The data:
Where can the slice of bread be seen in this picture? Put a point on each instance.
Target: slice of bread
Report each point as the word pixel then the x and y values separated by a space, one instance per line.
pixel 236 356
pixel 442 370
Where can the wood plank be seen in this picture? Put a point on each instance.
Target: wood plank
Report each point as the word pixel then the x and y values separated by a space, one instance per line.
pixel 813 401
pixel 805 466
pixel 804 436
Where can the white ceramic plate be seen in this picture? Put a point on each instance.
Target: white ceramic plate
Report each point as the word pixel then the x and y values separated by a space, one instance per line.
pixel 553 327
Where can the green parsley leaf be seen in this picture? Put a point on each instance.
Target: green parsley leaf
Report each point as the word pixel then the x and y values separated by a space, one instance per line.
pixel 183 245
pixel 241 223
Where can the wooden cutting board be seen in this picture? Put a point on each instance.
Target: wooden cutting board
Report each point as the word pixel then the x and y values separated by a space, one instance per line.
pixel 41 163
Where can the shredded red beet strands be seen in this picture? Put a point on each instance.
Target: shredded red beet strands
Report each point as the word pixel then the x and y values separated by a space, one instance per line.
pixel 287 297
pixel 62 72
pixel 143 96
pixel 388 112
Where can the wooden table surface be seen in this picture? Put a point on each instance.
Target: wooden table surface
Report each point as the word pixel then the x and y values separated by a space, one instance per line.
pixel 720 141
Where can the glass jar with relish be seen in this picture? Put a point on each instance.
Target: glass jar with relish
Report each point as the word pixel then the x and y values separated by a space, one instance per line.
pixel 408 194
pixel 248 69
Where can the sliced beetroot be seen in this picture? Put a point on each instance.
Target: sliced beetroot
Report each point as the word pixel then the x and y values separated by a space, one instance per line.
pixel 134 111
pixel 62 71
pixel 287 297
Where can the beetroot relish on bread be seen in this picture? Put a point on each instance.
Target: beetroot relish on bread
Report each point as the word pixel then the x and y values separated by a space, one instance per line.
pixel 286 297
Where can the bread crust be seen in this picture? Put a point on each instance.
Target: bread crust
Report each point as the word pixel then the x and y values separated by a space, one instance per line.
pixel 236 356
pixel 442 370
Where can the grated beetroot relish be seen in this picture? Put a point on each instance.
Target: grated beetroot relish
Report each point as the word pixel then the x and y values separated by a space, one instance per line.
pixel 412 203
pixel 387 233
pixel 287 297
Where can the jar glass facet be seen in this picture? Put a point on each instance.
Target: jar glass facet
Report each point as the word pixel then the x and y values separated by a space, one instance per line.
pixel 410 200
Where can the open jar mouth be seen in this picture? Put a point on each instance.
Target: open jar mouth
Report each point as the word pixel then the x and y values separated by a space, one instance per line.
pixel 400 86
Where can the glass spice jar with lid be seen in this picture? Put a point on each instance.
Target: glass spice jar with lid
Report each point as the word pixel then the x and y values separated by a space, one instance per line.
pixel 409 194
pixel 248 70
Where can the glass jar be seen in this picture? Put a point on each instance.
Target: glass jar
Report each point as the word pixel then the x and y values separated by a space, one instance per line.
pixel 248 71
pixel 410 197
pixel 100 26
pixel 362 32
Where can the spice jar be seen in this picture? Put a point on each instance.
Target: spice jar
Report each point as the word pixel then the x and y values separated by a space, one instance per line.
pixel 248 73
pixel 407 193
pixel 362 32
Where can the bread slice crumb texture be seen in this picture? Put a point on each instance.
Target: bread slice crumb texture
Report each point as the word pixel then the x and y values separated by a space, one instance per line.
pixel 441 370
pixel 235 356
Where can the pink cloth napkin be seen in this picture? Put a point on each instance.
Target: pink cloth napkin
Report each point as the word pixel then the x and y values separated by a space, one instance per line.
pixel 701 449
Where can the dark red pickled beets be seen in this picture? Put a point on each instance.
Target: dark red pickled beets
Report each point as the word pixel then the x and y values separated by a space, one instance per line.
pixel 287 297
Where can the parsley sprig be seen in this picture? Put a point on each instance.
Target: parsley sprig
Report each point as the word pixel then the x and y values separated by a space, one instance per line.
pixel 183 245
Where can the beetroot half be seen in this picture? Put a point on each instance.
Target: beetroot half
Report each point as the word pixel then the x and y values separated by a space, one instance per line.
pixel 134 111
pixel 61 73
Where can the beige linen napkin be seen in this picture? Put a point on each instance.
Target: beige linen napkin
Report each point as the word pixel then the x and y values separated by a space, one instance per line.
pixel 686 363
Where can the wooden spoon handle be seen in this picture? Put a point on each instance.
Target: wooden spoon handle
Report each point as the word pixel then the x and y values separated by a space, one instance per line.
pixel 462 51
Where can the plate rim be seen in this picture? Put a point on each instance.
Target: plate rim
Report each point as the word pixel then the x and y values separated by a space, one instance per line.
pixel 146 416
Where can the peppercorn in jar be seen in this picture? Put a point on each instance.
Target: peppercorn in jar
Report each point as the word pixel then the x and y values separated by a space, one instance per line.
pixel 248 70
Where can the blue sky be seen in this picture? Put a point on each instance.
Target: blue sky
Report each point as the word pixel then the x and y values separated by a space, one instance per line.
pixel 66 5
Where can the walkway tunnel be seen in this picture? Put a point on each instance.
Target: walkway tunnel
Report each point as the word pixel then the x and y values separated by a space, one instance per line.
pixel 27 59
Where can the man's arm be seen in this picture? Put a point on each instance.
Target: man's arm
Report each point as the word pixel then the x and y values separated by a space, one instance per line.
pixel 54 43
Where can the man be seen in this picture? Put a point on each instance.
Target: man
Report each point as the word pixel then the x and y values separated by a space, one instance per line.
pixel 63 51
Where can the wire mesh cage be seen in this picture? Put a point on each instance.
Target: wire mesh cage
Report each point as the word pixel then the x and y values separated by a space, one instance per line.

What you are asked to do: Nothing in the data may be left out. Copy all of it exactly.

Response:
Where can the slice of bread be seen in this picture? Put a point on each instance.
Target: slice of bread
Report each point as the word pixel then the x and y values separated by a space, one instance per line.
pixel 236 356
pixel 442 370
Where can the wood plank be seen in this picture? Put a point on each instance.
Target: wood plank
Report each point as the word pixel then the x and y values separated by a space, one instance per line.
pixel 813 401
pixel 805 466
pixel 804 436
Where can the white ceramic plate be seen in this picture? Put a point on each instance.
Target: white ceramic plate
Report each point as the word pixel then the x and y values separated by a space, one instance per line.
pixel 553 327
Where can the green parsley leaf be seen in this picture? Put a point on each instance.
Target: green parsley leaf
Report each point as the word pixel then the x and y values separated by a space, one instance per line.
pixel 183 245
pixel 241 223
Where can the wooden cutting board be seen in this picture? Put a point on each instance.
Target: wooden cutting board
Report each point as the word pixel then the x and y values separated by a space, one instance per line.
pixel 41 163
Where can the shredded red beet strands be seen in this picture? Put a point on each instance.
Target: shredded red beet strands
Report each point as the word pixel then the x and y values separated by a space, one instance per line.
pixel 287 297
pixel 62 72
pixel 143 96
pixel 388 112
Where can the wooden table surface be seen in this picture? Put a point on each instance.
Target: wooden table surface
Report each point as the word pixel then the x and y values separated by a space, one instance per line.
pixel 720 141
Where can the glass jar with relish be seen in this picture? Put a point on each instance.
Target: glass jar with relish
Report each point as the word pixel then the x and y values separated by a space, one instance per line.
pixel 408 194
pixel 248 69
Where can the sliced beetroot be seen in this picture? Put a point on each instance.
Target: sliced beetroot
Report each point as the word pixel then the x and y values separated by a space, one instance per line.
pixel 134 111
pixel 62 71
pixel 287 297
Where can the beetroot relish on bread be seen in this picture? Put a point on each instance.
Target: beetroot relish on bread
Report each point as the word pixel then the x and y values separated by a space, one instance per line.
pixel 286 297
Where can the bread crust be seen in this picture? Put a point on each instance.
Target: bread crust
Report each point as the word pixel then the x and y values separated by a space, one instance per line.
pixel 236 356
pixel 442 370
Where can the grated beetroot relish be seen in this picture? Put a point on each instance.
Target: grated beetroot relish
Report each point as the word pixel then the x and y values separated by a space, one instance per line.
pixel 412 203
pixel 387 233
pixel 287 297
Where can the jar glass facet be seen in this picture? Put a point on each instance.
Target: jar glass facet
Report each point as the word pixel then the x and y values separated by a space, one instance per line.
pixel 410 200
Where can the open jar mouth be seen in this picture? Put a point on each instance.
Target: open jar mouth
Report each point as the word pixel then the x and y values separated by a space, one instance per line.
pixel 400 86
Where can the glass spice jar with lid be seen in this picture? Put a point on each instance.
Target: glass spice jar with lid
Report each point as the word pixel then the x and y values separated by a space, one instance per line.
pixel 409 194
pixel 248 70
Where can the glass jar be seen in this picture? Put a point on each instance.
Target: glass jar
Report each point as the word pixel then the x and y values separated by a space, one instance per line.
pixel 248 71
pixel 410 197
pixel 100 26
pixel 362 32
Where can the spice jar be seen in this picture? Put a point on each instance.
Target: spice jar
Report each point as the word pixel then the x and y values separated by a space, one instance per line.
pixel 248 73
pixel 407 193
pixel 362 32
Where can the bread slice crumb texture be seen in this picture? Put a point on each instance.
Target: bread slice crumb texture
Report each point as the word pixel then the x and y values separated by a space, one instance per line.
pixel 441 370
pixel 235 356
Where can the pink cloth napkin be seen in this picture? Put a point on each instance.
Target: pink cloth napkin
Report each point as the word pixel then the x and y values separated by a space, one instance per line.
pixel 701 449
Where can the dark red pickled beets be seen in this picture? Put a point on each instance.
Target: dark red pickled beets
Report each point as the word pixel then the x and y values separated by a space, one instance per line.
pixel 287 297
Where can the parsley sprig be seen in this picture? Put a point on each instance.
Target: parsley sprig
Report each point as the word pixel then the x and y values separated by a space, one instance per line.
pixel 183 245
Where can the beetroot half be seen in this picture? Put a point on each instance.
Target: beetroot half
Report each point as the word pixel then the x and y values separated by a space, one instance per line.
pixel 134 111
pixel 61 73
Where can the beige linen napkin be seen in this picture? Put a point on each instance.
Target: beige linen napkin
Report each point as the word pixel then the x and y values separated by a space, one instance per line.
pixel 686 363
Where can the wooden spoon handle be seen in this picture? Put a point on each instance.
Target: wooden spoon handle
Report each point as the word pixel then the x and y values separated by a space, one instance per line.
pixel 462 51
Where can the plate rim be seen in this picture? Put a point on each instance.
Target: plate rim
Report each point as the word pixel then the x and y values separated by a space, one instance per line.
pixel 146 416
Where can the peppercorn in jar be seen in this picture? Put a point on each instance.
Target: peppercorn in jar
Report each point as the word pixel then the x and y values separated by a space, one instance per line.
pixel 248 70
Where can the blue sky be seen in this picture? Put a point on each instance.
Target: blue sky
Report each point as the word pixel then the x and y values separated by a space, one instance per line.
pixel 66 5
Where can the walkway tunnel be seen in this picture? Put a point on each instance.
Target: walkway tunnel
Report each point as the word pixel then the x and y values separated by a space, one instance per line.
pixel 27 59
Where can the man's arm be seen in this picture? Put a point on each instance.
Target: man's arm
Report each point as the word pixel then the x and y values separated by a space, one instance per line.
pixel 54 43
Where can the man be seen in this picture? Put a point on each instance.
Target: man
Report each point as the word pixel then the x and y values separated by a space, one instance per line.
pixel 63 51
Where can the wire mesh cage be seen in this picture? Put a point on each instance.
Target: wire mesh cage
Report each point as the word pixel then the x and y values separated by a space, one instance per line.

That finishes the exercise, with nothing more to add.